EXERCISE:
Reproduce, with no alteration, the span of lines that begins at the line containing "Query: ocean" and ends at the last line of the records, both ends included, and nothing else.

RECORD EXTRACTS:
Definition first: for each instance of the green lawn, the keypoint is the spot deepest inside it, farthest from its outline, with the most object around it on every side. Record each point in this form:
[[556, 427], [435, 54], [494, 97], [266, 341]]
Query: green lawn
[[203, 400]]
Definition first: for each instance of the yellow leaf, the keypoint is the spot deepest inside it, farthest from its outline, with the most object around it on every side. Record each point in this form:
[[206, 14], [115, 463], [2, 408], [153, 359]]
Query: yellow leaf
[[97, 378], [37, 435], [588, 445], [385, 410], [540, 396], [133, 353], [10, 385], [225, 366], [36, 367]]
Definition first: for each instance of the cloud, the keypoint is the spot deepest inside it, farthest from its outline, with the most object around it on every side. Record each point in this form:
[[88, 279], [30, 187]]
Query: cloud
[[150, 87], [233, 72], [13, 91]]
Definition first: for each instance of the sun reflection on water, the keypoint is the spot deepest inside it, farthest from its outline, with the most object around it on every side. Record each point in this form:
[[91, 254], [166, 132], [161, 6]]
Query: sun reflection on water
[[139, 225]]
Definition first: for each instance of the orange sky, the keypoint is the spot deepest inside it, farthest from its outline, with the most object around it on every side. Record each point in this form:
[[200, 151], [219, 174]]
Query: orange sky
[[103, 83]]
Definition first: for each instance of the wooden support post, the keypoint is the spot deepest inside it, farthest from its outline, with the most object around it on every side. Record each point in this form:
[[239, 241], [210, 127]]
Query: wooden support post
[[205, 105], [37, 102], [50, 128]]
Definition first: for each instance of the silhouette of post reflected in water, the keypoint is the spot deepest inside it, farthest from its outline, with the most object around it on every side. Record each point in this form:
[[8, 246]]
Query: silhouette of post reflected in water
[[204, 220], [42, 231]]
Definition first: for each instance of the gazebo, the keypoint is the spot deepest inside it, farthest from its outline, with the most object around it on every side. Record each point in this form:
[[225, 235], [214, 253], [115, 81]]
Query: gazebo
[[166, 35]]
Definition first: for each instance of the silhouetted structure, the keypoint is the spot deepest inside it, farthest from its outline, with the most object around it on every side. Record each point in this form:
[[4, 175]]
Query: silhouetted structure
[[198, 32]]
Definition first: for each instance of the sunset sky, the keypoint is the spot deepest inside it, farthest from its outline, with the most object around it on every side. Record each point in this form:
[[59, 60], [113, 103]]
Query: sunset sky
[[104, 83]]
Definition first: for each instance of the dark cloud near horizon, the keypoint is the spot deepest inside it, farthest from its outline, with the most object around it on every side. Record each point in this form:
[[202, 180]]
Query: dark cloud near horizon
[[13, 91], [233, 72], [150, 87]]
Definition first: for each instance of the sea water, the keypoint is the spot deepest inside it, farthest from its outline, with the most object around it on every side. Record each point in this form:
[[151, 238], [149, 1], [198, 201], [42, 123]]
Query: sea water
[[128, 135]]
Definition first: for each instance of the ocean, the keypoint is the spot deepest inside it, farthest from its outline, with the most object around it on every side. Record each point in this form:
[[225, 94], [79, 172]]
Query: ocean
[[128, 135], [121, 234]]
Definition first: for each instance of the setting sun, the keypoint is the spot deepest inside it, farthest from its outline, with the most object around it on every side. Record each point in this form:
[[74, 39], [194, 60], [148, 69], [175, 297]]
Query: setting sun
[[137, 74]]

FINISHED EXERCISE:
Query: ocean
[[128, 135], [121, 234]]
Definition first: for each instance of the setting sun, the keypoint is the spot deepest inside it, farthest from its outline, with the most object around it on every side. Record each point in this form:
[[74, 39], [194, 60], [148, 69], [175, 297]]
Query: setting sun
[[137, 74]]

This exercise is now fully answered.